> [DO THIS]: Put every line of the records below into a Markdown table with the columns Row and Text, numbering each non-blank line and skipping the blank ones. Leave the pictures out.

> [DATA SECTION]:
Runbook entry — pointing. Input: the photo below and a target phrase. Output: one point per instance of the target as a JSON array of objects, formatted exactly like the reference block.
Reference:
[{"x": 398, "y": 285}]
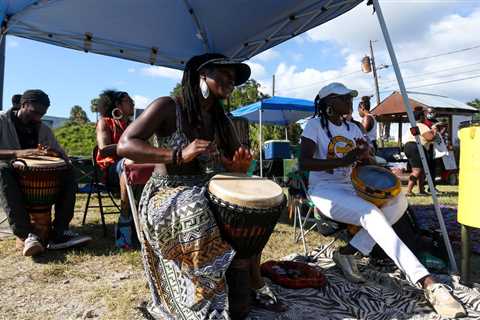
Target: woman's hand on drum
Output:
[
  {"x": 356, "y": 154},
  {"x": 194, "y": 149},
  {"x": 240, "y": 162},
  {"x": 25, "y": 153}
]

> [ANSWER FOR THIS EXERCISE]:
| Row | Text |
|---|---|
| 1 | Runbook entry — pointing. Input: the photo below and a target phrase. Output: one point per instance of the target as a JSON array of objects, formatted exactly like the reference block. |
| 2 | Reference: |
| 3 | [{"x": 398, "y": 285}] |
| 4 | Target: woman's hand on drum |
| 5 | Output: |
| 6 | [ |
| 7 |   {"x": 356, "y": 154}, |
| 8 |   {"x": 194, "y": 149}, |
| 9 |   {"x": 240, "y": 162}, |
| 10 |   {"x": 25, "y": 153} |
| 11 | ] |